- [QUELLDOKUMENT]
Menschen groß und frei machen

Für die Erfurter Theologieprofessorin Julia Knop wird die Kirche der Zukunft keine katholische oder evangelische, sondern eine christliche sein.
Für die Erfurter Theologieprofessorin Julia Knop wird die Kirche der Zukunft keine katholische oder evangelische, sondern eine christliche sein. 

Theologin Julia Knop bei ihrem Vortrag; BILD: THOMAS EMOS

Mülheim – Die aus Herne stammende Julia Knop lehrt als katholische Theologieprofessorin Dogmatik an der Universität Erfurt. Das überrascht, wenn man am 17. März ihren erstaunlich undogmatischen Vortrag in der katholischen Akademie gehört hat.
Moderiert von Jens Oboth, diskutierte sie mit 100 interessierten katholischen und evangelischen Christen im Auditorium der Wolfsburg über die Frage „Was bedeutet heute Glauben?“ Ihre These: In einer sich weiter säkularisierende Gesellschaft wird der Glauben individueller gelebt.

- [BEREITGESTELLTE DATEN]
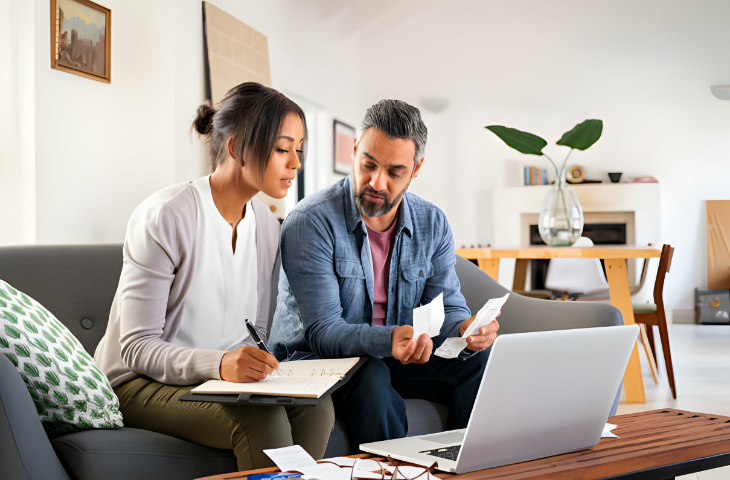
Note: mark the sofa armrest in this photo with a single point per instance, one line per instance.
(25, 451)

- [AUFGABENBESCHREIBUNG]
An welcher Universität lehrt Julia Knop laut dem Quelldokument Dogmatik? Bitte nenne nur die Universität.

- [RICHTIGE ANTWORT]
An der Universität Erfurt.